**Document**
--- --- ---
Toyota’s Strength

Last week’s Economist carried a lengthy briefing on the troubles of Toyota, one of which is identified as a drop in quality and reliability as they pursued headlong growth at all costs.  Apparently, several polls and reviews in the US and elsewhere have placed other cars ahead of Toyota in several areas, one being where they were allegedly always king: reliability.

Me, I’m not so sure.  Without a doubt Toyotas are reliable enough, probably more so than most other cars and certainly no worse than any, but I don’t think that tells the whole story about where their reputation comes from.  I once owned a 1974 lightweight Land Rover, half of which I rebuilt myself using basic tools, a Haynes manual, and the back of the thing as a workshop as it lay parked on the street in Manchester.  Land Rover had, and for the older models still has, a reputation for being reliable.  This may come as somewhat of a surprise to anyone who has actually owned one, because the damned things leak oil from brand new (I’m talking about Series III and earlier here, I don’t know if the newer ones were plagued with the same issues) because of daft designs and the use of paper gaskets between roughly machined surfaces, and bits were corroding, coming loose, and falling off all over the place.  It took an entire tube of instant gasket to stop the oil leaking from beneath the distributor mount (the distributor runs off the oil pump).  The brake cylinders on one side had seized completely.  The synchromesh was shot through and the gear teeth so worn it kept leaping out of 1st and 2nd gear.  Everything was corroding from the chassis to the thermostat housing to the aluminium panels at the point where they were cleverly held in place with a steel bolt.  The door seals were non-existent, so you drove it in wellies and ignored the big pools of water on the floor (this was not a problem on the passenger side where the huge hole in the footwell served as a handy drain).  The windscreen wipers worked if you fiddled with the earthing wire a little bit.  Land Rover enthusiasts are well aware of the enormous shortcomings of the early Land Rover design, and they all add the fun of driving one.  In fact, stuff ceasing to work as you’re rattling along the road is the fun of driving an old Land Rover!

Where was I?  That’s right.  The reputation Land Rover had for reliability came not from their infrequency of breaking down but the fact that any problem you encounter can be fixed on the spot with a very basic toolkit and some gaffer tape.  All you need is a few ring spanners, a decent hammer, some WD-40, and a monster 12″ screwdriver and you can be on your way again no matter what happened.  Oh, and don’t forget a couple of adjustable spanners.  For some unknown reason, 49% of Land Rover threads are metric, 49% Imperial, and the remainder being some completely unknown type with a hexagonal head no socket will fit and you wonder who the hell owned it before you and botched the job in such a manner.  Or maybe it came like this from the factory?  It took me to a very small, old fashioned engineering supply shop near Salford where a lady caked in layers of grease rummaged through boxes of random fittings to find the pinch bolt on the main gear selection rod; the local Land Rover supply shop were themselves at an utter loss.  So reliability in the sense of a Land Rover is a case of reliability in completing your journey, not in not breaking down at all.
--- --- ---
**Given problem A**
Show every line of the entries that contains the string "rock".
--- --- ---
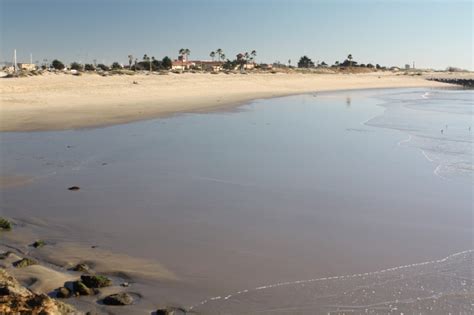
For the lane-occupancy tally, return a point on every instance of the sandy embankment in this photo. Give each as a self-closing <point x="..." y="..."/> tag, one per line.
<point x="58" y="101"/>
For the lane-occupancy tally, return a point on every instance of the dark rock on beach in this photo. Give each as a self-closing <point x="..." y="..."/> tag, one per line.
<point x="5" y="255"/>
<point x="81" y="268"/>
<point x="16" y="299"/>
<point x="81" y="289"/>
<point x="118" y="299"/>
<point x="38" y="244"/>
<point x="96" y="281"/>
<point x="25" y="262"/>
<point x="5" y="224"/>
<point x="63" y="293"/>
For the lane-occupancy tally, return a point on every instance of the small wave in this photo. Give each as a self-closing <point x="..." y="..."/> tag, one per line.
<point x="426" y="156"/>
<point x="344" y="277"/>
<point x="404" y="141"/>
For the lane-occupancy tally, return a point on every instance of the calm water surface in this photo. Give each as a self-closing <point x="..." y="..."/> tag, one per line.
<point x="276" y="191"/>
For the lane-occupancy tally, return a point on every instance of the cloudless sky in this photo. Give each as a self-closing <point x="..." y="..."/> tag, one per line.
<point x="432" y="33"/>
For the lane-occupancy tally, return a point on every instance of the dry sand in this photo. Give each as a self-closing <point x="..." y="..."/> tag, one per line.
<point x="60" y="101"/>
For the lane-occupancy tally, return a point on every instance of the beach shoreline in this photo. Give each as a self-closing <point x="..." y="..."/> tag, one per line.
<point x="63" y="102"/>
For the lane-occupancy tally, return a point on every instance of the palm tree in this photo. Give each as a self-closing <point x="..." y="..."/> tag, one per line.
<point x="219" y="52"/>
<point x="146" y="58"/>
<point x="185" y="52"/>
<point x="253" y="54"/>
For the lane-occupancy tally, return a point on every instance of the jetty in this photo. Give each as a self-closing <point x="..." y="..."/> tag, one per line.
<point x="466" y="82"/>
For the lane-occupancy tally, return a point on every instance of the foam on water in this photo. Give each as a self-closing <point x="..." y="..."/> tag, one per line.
<point x="438" y="123"/>
<point x="458" y="265"/>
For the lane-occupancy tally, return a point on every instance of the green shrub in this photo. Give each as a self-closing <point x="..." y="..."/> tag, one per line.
<point x="5" y="224"/>
<point x="58" y="65"/>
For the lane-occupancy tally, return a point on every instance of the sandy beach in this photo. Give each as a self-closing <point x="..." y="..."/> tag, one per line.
<point x="60" y="102"/>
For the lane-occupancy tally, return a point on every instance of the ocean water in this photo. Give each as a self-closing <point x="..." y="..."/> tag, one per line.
<point x="269" y="199"/>
<point x="439" y="123"/>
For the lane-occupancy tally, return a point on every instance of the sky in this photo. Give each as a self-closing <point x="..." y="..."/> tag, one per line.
<point x="433" y="34"/>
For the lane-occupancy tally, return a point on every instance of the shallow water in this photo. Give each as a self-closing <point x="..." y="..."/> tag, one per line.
<point x="286" y="189"/>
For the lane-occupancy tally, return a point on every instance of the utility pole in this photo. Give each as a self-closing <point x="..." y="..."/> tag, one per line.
<point x="14" y="60"/>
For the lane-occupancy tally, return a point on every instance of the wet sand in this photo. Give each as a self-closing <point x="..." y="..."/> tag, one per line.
<point x="59" y="101"/>
<point x="280" y="190"/>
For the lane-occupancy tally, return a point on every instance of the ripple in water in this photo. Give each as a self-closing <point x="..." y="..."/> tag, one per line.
<point x="438" y="123"/>
<point x="441" y="286"/>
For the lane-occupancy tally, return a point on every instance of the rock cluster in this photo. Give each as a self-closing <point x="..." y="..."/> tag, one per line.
<point x="16" y="299"/>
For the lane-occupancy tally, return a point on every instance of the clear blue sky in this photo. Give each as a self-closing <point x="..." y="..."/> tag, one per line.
<point x="432" y="33"/>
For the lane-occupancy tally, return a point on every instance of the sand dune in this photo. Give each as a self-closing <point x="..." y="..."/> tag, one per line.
<point x="59" y="101"/>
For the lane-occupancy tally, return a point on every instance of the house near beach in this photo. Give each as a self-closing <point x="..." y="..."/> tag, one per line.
<point x="206" y="65"/>
<point x="26" y="66"/>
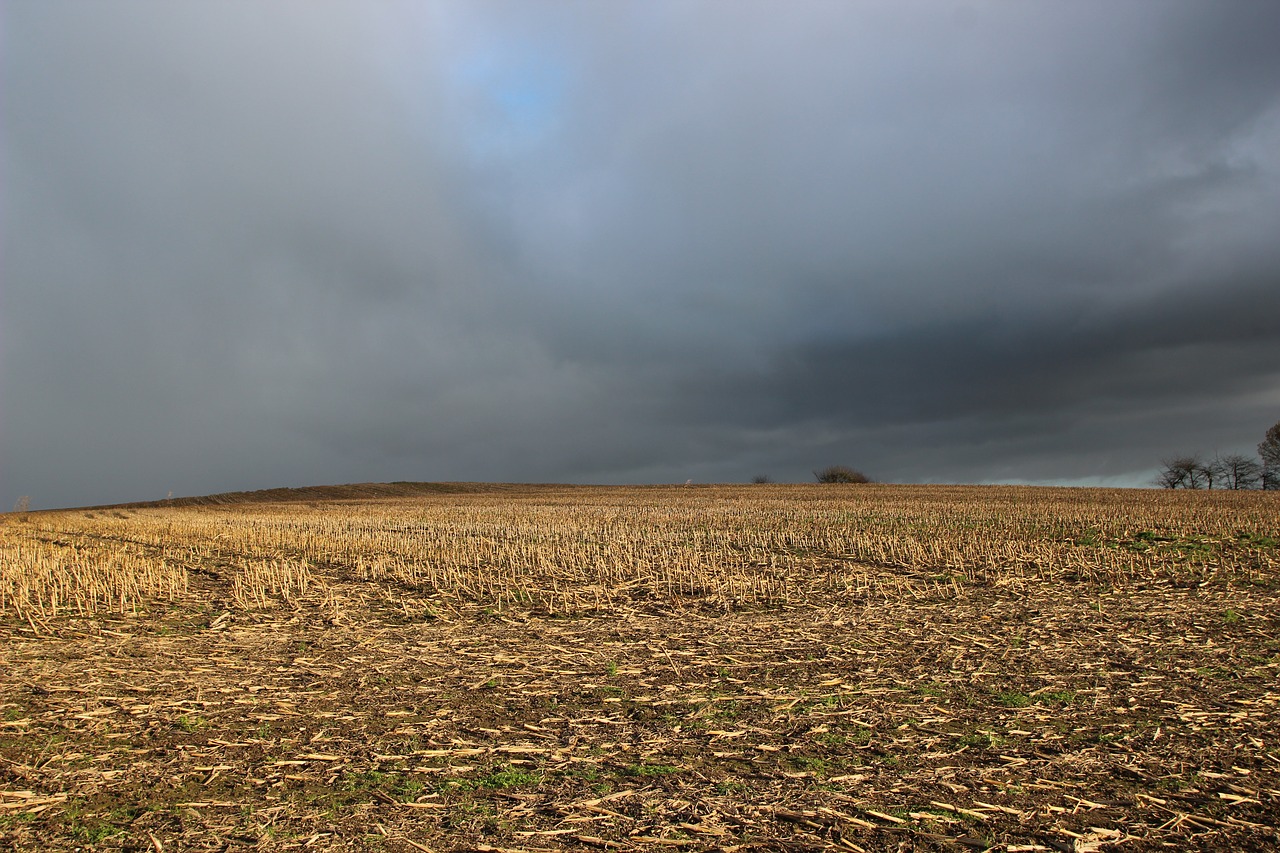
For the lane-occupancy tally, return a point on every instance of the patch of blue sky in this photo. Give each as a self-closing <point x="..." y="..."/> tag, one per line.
--- --- ---
**Given problem B**
Extract the passage of the car reliability post from "Last week’s Economist" to "always king: reliability.", copying it word for word.

**Result A**
For the lane-occupancy tally, return a point on every instance of the dark rock on beach in this photo. Give each as a self-closing <point x="..." y="..."/> tag, one per line.
For the lane-occupancy tally, return a point on every instance of the rock cluster in this photo. Give each as a self-closing <point x="..." y="..."/> tag, one per line.

**Result B**
Last week’s Economist carried a lengthy briefing on the troubles of Toyota, one of which is identified as a drop in quality and reliability as they pursued headlong growth at all costs.  Apparently, several polls and reviews in the US and elsewhere have placed other cars ahead of Toyota in several areas, one being where they were allegedly always king: reliability.